[Stored data entries]
________________
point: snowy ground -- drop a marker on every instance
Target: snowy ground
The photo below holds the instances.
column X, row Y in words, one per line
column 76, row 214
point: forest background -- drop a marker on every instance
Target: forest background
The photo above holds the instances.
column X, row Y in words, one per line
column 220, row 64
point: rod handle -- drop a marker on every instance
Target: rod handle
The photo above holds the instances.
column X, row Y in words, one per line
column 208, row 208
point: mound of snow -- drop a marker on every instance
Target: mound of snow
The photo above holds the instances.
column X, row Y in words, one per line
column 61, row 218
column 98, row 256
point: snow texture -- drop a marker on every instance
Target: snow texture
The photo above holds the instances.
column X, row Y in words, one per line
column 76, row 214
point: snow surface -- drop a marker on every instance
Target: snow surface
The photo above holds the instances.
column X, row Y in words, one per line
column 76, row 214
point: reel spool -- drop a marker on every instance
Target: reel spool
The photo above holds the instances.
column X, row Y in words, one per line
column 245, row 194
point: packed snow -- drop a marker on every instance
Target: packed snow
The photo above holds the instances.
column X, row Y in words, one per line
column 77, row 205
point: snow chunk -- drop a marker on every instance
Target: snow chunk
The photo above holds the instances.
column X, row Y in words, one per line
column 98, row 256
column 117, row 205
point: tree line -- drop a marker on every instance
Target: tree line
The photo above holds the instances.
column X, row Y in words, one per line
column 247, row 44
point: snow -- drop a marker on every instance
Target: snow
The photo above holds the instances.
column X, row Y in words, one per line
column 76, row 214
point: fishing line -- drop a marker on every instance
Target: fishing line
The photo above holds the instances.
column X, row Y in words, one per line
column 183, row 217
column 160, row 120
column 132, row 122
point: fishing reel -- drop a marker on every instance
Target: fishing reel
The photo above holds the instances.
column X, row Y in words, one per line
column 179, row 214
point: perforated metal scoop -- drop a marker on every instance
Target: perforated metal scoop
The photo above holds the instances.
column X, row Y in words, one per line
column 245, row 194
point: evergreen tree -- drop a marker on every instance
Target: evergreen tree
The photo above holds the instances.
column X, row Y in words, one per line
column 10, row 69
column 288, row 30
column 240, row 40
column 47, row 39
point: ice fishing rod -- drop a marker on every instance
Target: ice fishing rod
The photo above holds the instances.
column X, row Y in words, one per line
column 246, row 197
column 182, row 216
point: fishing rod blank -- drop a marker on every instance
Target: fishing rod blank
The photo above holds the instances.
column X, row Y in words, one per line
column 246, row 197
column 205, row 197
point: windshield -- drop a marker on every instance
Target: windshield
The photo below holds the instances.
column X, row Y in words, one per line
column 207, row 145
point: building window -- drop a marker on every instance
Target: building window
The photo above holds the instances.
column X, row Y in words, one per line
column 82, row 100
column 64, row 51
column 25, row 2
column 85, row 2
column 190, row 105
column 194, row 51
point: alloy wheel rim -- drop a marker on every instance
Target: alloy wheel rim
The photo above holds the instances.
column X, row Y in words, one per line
________________
Exactly reproduce every line of the data above.

point: snowy ground -- drop a marker on every instance
Target: snowy ground
The photo below holds the instances.
column X, row Y in words, one per line
column 76, row 214
point: forest background -- drop a marker on every instance
Target: forest background
The photo above holds the instances.
column X, row Y in words, one per line
column 220, row 64
point: rod handle -- drop a marker on every instance
Target: rod handle
The photo above holds the instances.
column X, row Y in words, one per line
column 208, row 208
point: mound of snow -- drop a marker on every instance
Target: mound of snow
The photo above holds the instances.
column X, row Y in words, one per line
column 61, row 218
column 98, row 256
point: snow texture -- drop a marker on every instance
Target: snow texture
The photo above holds the instances.
column X, row Y in words, one per line
column 76, row 214
point: snow surface -- drop a marker on every instance
Target: snow surface
The photo above holds the instances.
column X, row Y in words, one per line
column 76, row 214
point: reel spool -- drop a marker on every instance
Target: reel spool
The photo above holds the instances.
column X, row Y in words, one per line
column 245, row 194
point: packed snow -- drop a marker on every instance
Target: packed snow
The photo above holds the instances.
column X, row Y in words, one per line
column 77, row 205
point: snow chunk -- drop a marker on every instance
Target: snow chunk
The photo above holds the instances.
column X, row Y in words, one per line
column 98, row 256
column 117, row 205
point: tree line -- drop a marker on every instance
Target: tree line
The photo above holds the instances.
column X, row Y in words, one per line
column 247, row 44
point: snow -- drop a marker on every instance
Target: snow
The photo above holds the instances.
column X, row Y in words, one per line
column 76, row 214
point: fishing line -- drop a marker on every instance
Target: fishing line
The photo above holds the instances.
column X, row Y in words, one per line
column 183, row 217
column 160, row 120
column 132, row 122
point: fishing reel -- drop a marker on every instance
Target: fishing reel
The photo above holds the instances.
column X, row Y in words, one per line
column 179, row 214
point: perforated metal scoop -- drop a marker on every instance
Target: perforated metal scoop
The photo above holds the instances.
column X, row Y in words, one per line
column 245, row 194
point: evergreen tree -- drop a marker on every instance
Target: evergreen tree
The photo above holds the instances.
column X, row Y in words, one per line
column 10, row 69
column 288, row 30
column 240, row 40
column 47, row 39
point: ice fishing rod -- drop a marker on every instance
Target: ice fishing rod
The photo above holds the instances.
column X, row Y in words, one per line
column 246, row 197
column 182, row 216
point: fishing rod blank -- drop a marker on every instance
Target: fishing rod blank
The photo above holds the instances.
column X, row Y in words, one per line
column 246, row 197
column 205, row 197
point: windshield -- drop a marker on every instance
Target: windshield
The photo below holds the instances.
column X, row Y in words, one per line
column 207, row 145
point: building window -- drop a marker on every instance
Target: building window
The photo above holds the instances.
column X, row Y in words, one per line
column 82, row 100
column 64, row 51
column 25, row 2
column 85, row 2
column 190, row 105
column 194, row 51
point: alloy wheel rim -- drop a marker on every instance
Target: alloy wheel rim
The photo above holds the instances.
column X, row Y in words, one per line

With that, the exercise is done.